TEXTO FORNECIDO -
====

Por José Arregi
Enquanto a teologia e a Igreja não reverem seus esquemas tradicionais, utilizaremos remendos.
A comunhão aos divorciados é uma história de dor.
|
Quando há dois dias foram encontrados 50 cadáveres
de migrantes no porão de uma embarcação perto da Sicília, quando no
domingo foram encontrados 71 cadáveres em estado de decomposição em um
caminhão fechado e abandonado em uma rodovia da Áustria (Que horror,
Europa! Você vai perder inteiramente a alma e o nome?), quando acabo de
escutar centenas de africanos que naufragaram e pereceram na costa da
Líbia..., tenho vergonha de escrever sobre a comunhão aos divorciados
recasados.
Tenho pesar e sinto-me envergonhado, e peço perdão por fazê-lo, mas o
farei. Também a comunhão aos divorciados é uma história de dor, embora
seja menor.
Dentro de um mês, reunir-se-ão no Vaticano centenas de bispos (eles
não se envergonharão?) para decidir, entre outras coisas, se as
divorciadas e os divorciados recasados poderão receber a comunhão na
eucaristia. Decidirão que sim, mas impondo condições que não me parecem
dignas do Espírito da Vida ou do Evangelho. O farão com a melhor
vontade, e agradecemos por isso, mas poderiam economizar o esforço e,
sobretudo, o dinheiro, pois é uma questão já resolvida, com ou sem paz,
pela imensa maioria de cristãs e cristãos afetados por esta situação.
Pouquíssimos deles vão à missa, e quase todos os que vão, comungam.
Fazem bem, mas nem todos o fazem em paz. Oxalá, todos eles comunguem em
paz!

====

CONTEÚDO DOS DADOS -

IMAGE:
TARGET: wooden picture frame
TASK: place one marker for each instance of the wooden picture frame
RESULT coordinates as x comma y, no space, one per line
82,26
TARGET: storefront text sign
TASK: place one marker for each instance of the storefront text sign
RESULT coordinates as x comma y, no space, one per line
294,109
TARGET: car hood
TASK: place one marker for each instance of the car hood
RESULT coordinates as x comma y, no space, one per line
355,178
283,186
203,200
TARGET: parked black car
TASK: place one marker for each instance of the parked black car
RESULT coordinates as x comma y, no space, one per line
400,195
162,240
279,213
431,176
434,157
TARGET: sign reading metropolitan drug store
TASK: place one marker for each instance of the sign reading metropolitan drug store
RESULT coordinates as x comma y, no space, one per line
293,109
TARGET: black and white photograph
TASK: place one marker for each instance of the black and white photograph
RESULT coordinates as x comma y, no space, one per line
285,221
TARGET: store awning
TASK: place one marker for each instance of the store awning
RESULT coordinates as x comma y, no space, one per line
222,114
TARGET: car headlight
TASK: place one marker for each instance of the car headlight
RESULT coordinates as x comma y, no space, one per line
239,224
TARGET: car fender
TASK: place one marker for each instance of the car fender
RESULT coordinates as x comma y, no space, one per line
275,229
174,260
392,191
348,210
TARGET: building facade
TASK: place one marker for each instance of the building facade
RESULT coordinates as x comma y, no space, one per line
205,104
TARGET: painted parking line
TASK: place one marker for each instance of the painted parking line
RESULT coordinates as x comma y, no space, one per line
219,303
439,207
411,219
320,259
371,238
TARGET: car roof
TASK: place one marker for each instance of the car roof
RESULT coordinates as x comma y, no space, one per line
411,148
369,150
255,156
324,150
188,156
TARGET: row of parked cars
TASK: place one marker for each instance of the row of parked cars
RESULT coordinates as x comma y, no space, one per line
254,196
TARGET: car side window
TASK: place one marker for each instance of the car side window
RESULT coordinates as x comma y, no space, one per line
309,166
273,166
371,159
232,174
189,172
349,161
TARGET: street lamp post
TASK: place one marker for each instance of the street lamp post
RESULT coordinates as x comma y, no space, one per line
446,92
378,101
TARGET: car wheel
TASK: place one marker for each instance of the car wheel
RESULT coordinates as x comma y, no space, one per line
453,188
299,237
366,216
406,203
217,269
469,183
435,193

====

LISTA DE TAREFAS -
[A] Transcreva do texto sobre a comunhão aos divorciados o trecho entre "Tenho pesar e" e "por esta situação.", inclusive.
[B] No texto sobre a comunhão aos divorciados, quantos cadáveres foram encontrados no caminhão abandonado em uma rodovia da Áustria?

RESPOSTAS -
[A]
Tenho pesar e sinto-me envergonhado, e peço perdão por fazê-lo, mas o
farei. Também a comunhão aos divorciados é uma história de dor, embora
seja menor.
Dentro de um mês, reunir-se-ão no Vaticano centenas de bispos (eles
não se envergonharão?) para decidir, entre outras coisas, se as
divorciadas e os divorciados recasados poderão receber a comunhão na
eucaristia. Decidirão que sim, mas impondo condições que não me parecem
dignas do Espírito da Vida ou do Evangelho. O farão com a melhor
vontade, e agradecemos por isso, mas poderiam economizar o esforço e,
sobretudo, o dinheiro, pois é uma questão já resolvida, com ou sem paz,
pela imensa maioria de cristãs e cristãos afetados por esta situação.

[B] 71 cadáveres.